Continue the text on gun ownership in Sweden with new sentences that follow on from its last one.
Start of Source document
Guns are fairly common in Sweden, but strictly regulated. You need to pass a test to be allowed to own guns, sort of like you need a driver's license to drive a car, and you need to store them in an approved safe when not in use. Also, your gun license can be revoked for medical reasons.
https://en.wikipedia.org/wiki/Overview_ ... ion#SwedenGun ownership in Sweden is regulated by Vapenlagen 1996:67 (literally, The Weapon Law), modified by weapon decree Vapenförordningen 1996:70 and FAP 551-3 / RPSFS 2009:13. The police issue licenses to persons in good standing who have passed a hunting examination or belonged to an approved shooting club for six months. License-holders are usually 18 years or older, and may lend a weapon to a person at least 15 years of age for supervised use.
A license-holder may own up to six hunting rifles, ten handguns, or a mix of eight rifles and handguns. Firearms must be stored in an approved safe. A firearm registered for sport shooting may not be used for hunting. A concealed carry permit can be obtained under very special circumstances, such as a proven threat to life.
End of Source document
Start of Listed entries
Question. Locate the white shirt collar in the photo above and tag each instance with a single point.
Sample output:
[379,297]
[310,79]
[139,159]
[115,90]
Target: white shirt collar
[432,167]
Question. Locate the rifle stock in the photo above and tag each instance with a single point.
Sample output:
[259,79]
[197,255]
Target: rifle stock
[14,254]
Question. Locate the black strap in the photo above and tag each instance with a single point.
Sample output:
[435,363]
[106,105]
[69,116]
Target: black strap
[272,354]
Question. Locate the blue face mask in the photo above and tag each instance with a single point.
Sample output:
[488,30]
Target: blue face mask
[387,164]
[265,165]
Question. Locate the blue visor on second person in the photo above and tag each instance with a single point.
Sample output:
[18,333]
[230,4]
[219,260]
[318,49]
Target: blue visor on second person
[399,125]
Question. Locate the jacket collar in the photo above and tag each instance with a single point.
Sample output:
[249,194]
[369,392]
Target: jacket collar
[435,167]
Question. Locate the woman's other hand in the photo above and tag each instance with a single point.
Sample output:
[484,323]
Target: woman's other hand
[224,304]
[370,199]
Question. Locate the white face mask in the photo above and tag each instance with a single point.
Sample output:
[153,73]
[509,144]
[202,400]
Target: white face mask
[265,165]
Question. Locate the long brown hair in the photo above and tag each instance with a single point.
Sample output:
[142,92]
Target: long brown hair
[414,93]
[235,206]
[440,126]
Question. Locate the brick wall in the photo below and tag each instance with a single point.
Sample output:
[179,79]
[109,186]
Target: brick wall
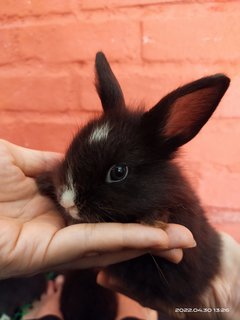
[46,76]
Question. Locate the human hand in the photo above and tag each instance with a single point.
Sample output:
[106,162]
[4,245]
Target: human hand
[34,237]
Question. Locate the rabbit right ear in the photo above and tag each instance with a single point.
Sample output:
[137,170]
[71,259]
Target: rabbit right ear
[180,115]
[108,88]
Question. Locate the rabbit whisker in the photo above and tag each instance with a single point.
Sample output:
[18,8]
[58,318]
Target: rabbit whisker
[160,272]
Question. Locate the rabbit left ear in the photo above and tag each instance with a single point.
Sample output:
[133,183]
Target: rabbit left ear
[108,88]
[180,115]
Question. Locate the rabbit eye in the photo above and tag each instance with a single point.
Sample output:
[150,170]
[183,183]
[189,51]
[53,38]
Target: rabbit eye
[117,173]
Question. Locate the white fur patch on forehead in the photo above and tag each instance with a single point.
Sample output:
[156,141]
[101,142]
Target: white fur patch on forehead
[100,133]
[67,198]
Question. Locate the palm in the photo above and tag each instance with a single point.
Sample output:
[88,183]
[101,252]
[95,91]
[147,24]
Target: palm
[34,237]
[27,219]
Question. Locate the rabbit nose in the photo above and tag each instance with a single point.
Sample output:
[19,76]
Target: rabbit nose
[67,199]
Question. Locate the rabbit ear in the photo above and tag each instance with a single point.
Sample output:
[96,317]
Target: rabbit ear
[180,115]
[108,88]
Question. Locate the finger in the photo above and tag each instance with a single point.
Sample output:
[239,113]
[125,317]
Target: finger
[50,287]
[32,162]
[172,255]
[101,260]
[179,236]
[58,284]
[81,240]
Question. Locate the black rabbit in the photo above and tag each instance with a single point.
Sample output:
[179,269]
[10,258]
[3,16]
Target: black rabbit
[120,168]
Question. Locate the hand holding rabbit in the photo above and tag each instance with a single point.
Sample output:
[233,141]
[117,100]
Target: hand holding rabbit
[34,237]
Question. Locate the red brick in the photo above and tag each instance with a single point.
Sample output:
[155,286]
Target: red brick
[120,39]
[9,47]
[96,4]
[216,143]
[32,7]
[36,90]
[219,187]
[51,132]
[193,33]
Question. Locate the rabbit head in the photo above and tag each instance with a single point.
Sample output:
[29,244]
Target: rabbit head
[119,166]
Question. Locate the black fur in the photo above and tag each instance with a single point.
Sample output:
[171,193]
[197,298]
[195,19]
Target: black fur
[154,190]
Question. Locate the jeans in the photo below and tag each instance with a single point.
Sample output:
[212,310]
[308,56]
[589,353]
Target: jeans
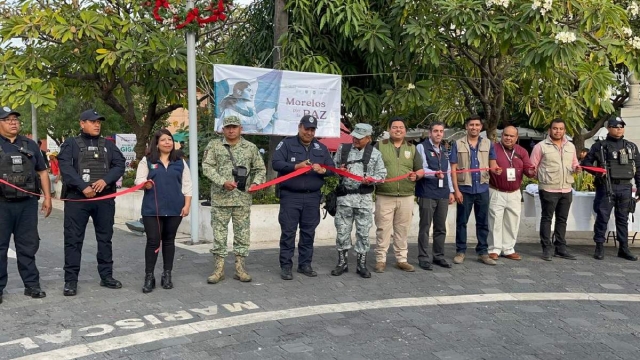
[480,204]
[558,204]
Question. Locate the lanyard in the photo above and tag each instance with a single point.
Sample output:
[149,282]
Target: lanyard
[510,158]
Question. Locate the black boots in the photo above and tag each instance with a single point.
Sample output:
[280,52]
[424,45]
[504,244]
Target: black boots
[149,283]
[625,253]
[362,266]
[599,254]
[343,265]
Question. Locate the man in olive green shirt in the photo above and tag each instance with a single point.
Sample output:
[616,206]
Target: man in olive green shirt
[395,200]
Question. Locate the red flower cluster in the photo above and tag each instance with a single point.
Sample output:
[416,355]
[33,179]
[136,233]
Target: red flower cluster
[193,15]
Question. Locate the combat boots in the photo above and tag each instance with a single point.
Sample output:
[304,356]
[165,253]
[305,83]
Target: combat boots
[218,270]
[362,266]
[599,254]
[241,274]
[625,253]
[343,265]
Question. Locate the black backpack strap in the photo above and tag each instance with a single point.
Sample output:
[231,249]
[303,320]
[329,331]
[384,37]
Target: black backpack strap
[366,157]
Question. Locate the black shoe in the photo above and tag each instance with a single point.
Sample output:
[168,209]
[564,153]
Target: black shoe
[343,265]
[70,288]
[625,253]
[149,283]
[361,269]
[111,283]
[599,254]
[165,280]
[564,254]
[285,273]
[35,292]
[442,262]
[307,270]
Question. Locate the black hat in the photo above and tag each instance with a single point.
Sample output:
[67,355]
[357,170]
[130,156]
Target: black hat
[615,121]
[5,111]
[309,121]
[91,114]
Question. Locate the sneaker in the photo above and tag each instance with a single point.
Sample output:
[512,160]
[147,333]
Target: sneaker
[485,259]
[405,266]
[514,256]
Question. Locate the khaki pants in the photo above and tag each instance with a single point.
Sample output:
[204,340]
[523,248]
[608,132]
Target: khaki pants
[504,221]
[393,213]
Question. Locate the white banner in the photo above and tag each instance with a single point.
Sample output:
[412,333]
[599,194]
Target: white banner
[271,102]
[126,143]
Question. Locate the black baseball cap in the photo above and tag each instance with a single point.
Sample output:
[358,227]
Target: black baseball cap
[5,111]
[91,114]
[309,121]
[615,121]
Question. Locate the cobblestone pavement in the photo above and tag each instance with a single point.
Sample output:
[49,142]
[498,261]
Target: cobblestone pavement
[531,309]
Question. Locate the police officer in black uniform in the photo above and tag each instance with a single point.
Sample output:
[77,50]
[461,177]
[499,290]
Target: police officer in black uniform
[620,158]
[300,196]
[90,166]
[22,165]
End of Listed entries
**Response below**
Firearm collectors must have a clearly stated demarcation of their interest in collecting (e.g.: pre-World War II British handguns). The police may demand security measures on keeping the collection. Collectors may request a time-limited permit to discharge their weapons. Firearms manufactured before 1890 and not using sealed cartridges are exempt from the weapon law
The problem in the USA is that the NRA opposes even rather benign common sense laws, such as digital registers regarding ownership of guns, mental health checks, waiting periods, what have you.
In both Britain and in Australia, it took just one school shooting to make authorities step up and impose stricter gun control, and neither country has suffered another school shooting. And imho those are perfectly fine countries, hardly gruesome dictatorships.